Extract every line in the entries below that contains the word "paved".
### Data in this exercise ###
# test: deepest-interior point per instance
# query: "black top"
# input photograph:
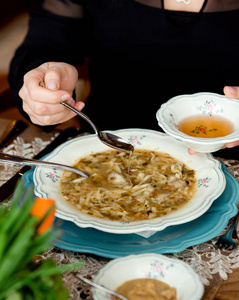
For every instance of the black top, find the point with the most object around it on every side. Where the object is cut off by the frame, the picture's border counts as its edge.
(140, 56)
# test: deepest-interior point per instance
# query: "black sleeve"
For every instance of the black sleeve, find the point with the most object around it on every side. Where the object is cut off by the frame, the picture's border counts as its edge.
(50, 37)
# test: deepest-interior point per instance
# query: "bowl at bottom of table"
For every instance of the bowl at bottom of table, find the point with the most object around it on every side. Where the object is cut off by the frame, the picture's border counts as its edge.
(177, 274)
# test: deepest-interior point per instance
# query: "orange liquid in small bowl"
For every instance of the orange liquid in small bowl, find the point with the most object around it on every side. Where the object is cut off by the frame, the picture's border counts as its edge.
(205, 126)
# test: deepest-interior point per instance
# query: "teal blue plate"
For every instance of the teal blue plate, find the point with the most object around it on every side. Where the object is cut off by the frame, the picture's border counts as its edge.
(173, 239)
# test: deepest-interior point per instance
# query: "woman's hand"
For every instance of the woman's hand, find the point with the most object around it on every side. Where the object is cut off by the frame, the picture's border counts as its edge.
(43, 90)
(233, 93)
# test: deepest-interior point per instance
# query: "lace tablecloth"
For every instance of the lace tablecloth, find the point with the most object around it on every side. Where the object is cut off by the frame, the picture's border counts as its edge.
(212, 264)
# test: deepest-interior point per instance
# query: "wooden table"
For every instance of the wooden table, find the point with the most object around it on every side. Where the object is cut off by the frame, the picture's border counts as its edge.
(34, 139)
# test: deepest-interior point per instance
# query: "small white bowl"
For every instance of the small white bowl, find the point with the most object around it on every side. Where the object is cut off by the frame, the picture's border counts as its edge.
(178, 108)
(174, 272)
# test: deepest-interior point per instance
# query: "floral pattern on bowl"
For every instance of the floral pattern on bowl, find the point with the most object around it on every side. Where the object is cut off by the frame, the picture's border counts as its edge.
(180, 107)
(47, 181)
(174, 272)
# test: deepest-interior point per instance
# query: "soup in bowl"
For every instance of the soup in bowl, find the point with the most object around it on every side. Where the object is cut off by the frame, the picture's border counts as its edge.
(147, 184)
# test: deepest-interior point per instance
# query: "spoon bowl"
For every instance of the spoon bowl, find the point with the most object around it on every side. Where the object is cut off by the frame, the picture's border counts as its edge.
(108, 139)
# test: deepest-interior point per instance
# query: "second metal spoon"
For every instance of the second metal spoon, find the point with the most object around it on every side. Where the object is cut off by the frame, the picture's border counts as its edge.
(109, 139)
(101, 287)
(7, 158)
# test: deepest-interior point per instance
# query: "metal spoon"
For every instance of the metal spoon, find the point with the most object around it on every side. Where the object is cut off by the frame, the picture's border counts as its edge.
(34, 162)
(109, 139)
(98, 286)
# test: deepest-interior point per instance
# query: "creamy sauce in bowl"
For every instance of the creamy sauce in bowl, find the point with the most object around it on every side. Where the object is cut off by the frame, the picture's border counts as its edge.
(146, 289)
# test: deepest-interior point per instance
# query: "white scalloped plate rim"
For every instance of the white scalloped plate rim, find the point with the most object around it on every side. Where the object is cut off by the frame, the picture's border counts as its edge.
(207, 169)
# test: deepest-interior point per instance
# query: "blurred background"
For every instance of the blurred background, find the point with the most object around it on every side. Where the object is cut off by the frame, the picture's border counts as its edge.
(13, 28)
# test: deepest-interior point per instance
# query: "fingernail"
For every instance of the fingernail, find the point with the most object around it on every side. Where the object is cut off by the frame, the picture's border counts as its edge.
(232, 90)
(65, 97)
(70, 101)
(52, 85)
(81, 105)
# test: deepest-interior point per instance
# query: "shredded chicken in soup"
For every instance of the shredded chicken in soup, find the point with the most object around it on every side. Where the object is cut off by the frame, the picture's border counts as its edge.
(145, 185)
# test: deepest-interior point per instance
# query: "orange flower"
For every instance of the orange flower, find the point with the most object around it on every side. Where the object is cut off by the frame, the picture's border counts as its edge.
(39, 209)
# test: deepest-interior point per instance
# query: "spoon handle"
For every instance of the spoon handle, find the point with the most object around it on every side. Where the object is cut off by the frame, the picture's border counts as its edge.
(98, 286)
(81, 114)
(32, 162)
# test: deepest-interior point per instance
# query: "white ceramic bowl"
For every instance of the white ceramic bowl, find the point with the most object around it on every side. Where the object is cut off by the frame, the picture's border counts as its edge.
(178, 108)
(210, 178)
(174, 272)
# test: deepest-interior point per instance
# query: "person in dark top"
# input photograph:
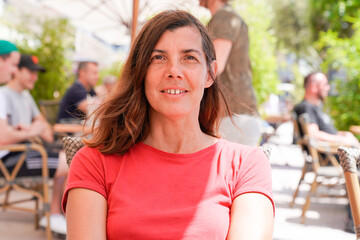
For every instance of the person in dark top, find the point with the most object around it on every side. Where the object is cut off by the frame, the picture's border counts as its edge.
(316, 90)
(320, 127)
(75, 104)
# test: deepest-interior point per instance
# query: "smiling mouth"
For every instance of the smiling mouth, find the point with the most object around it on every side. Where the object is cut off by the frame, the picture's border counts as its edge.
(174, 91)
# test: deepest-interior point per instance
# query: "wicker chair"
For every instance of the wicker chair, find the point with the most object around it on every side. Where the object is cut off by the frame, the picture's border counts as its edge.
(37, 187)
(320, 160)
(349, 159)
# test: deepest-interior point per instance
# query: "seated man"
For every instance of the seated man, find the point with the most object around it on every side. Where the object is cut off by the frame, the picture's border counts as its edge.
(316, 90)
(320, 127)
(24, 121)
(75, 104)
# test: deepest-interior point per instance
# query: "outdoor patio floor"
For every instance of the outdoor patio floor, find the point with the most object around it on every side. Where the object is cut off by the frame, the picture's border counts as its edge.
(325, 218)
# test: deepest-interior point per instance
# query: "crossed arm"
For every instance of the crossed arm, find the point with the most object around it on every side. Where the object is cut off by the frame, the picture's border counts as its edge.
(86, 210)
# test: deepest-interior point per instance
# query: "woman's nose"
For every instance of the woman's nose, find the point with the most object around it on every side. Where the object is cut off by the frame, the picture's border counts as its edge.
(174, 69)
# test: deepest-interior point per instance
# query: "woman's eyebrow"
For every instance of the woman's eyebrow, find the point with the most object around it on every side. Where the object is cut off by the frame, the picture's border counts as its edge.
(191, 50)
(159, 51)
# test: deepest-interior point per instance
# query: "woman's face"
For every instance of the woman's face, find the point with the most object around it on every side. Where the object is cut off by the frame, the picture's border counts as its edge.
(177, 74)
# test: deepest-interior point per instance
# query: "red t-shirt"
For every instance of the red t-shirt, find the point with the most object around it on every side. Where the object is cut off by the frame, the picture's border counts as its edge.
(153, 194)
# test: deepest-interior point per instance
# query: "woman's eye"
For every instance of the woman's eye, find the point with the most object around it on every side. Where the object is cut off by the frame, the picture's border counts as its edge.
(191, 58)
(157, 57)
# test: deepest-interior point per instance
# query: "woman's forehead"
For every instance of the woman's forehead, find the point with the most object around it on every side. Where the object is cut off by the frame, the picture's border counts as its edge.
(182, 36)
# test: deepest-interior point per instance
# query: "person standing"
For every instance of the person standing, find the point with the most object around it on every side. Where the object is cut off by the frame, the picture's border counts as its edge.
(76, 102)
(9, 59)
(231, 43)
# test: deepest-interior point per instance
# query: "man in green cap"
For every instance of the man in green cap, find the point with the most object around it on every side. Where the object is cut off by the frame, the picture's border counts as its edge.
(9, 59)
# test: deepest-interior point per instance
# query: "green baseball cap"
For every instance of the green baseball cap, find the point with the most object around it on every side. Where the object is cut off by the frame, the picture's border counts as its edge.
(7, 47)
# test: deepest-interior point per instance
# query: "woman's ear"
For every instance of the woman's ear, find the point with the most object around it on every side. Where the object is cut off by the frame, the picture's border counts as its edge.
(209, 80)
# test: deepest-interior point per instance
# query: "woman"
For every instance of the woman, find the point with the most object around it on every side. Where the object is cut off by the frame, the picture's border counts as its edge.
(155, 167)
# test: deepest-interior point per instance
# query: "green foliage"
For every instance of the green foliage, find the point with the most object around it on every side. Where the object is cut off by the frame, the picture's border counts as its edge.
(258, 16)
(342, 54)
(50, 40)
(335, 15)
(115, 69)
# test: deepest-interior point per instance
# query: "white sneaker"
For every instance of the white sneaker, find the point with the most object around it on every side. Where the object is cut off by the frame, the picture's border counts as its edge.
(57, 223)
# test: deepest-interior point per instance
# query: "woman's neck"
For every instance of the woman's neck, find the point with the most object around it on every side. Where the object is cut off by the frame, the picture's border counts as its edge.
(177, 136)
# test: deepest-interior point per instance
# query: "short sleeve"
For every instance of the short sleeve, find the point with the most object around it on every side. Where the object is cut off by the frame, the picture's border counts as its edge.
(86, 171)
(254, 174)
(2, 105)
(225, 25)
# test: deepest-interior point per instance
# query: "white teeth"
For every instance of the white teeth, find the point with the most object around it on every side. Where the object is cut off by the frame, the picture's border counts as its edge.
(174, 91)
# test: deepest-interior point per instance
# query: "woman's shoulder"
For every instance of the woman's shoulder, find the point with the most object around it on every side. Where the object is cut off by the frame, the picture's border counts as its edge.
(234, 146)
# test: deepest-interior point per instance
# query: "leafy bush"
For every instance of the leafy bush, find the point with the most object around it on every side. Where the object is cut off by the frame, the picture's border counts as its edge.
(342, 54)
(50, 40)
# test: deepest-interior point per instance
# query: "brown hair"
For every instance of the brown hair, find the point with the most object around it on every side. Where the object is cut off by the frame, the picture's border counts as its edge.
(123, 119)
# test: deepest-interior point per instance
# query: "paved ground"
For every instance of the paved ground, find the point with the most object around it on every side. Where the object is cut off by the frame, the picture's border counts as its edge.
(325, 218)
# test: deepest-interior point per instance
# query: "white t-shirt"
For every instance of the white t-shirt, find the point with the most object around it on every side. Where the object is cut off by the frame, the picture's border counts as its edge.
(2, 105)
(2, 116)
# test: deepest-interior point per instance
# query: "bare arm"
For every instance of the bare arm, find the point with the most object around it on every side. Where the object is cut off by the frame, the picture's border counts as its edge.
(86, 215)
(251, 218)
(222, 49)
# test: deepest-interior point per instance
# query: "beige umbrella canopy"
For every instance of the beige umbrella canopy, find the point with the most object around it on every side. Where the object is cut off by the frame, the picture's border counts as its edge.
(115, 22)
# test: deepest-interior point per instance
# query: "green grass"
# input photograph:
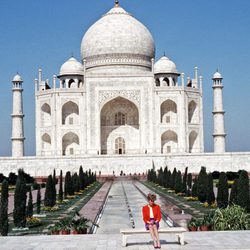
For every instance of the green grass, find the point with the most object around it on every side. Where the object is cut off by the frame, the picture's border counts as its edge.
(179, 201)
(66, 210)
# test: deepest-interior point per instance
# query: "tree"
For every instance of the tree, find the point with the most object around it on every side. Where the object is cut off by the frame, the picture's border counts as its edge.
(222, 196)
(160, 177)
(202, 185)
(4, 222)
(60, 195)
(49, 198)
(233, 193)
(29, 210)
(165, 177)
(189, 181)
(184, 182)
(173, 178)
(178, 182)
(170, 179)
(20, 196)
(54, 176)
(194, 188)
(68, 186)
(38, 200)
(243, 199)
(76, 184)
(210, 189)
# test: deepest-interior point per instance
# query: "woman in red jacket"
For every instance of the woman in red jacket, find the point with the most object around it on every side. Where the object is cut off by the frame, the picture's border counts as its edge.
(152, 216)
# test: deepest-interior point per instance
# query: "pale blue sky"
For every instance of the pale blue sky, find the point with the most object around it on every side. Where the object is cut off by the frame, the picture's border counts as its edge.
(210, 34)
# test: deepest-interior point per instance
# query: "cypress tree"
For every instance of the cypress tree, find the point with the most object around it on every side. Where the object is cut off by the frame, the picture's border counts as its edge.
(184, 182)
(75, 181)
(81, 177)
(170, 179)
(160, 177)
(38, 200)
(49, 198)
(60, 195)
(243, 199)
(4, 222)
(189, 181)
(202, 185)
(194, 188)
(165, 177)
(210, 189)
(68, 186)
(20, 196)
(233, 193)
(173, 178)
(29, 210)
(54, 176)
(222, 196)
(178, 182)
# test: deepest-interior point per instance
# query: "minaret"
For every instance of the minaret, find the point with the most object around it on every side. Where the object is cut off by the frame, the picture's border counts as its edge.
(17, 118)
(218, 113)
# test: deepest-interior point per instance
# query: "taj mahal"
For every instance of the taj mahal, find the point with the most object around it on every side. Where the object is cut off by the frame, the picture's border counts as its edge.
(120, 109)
###
● Response for this exercise
# query: "paved ground"
For every instance of the paved ground, find the point with the most object around it on every side. Where the object is cut off by the frame, the picture's border counts as its edge.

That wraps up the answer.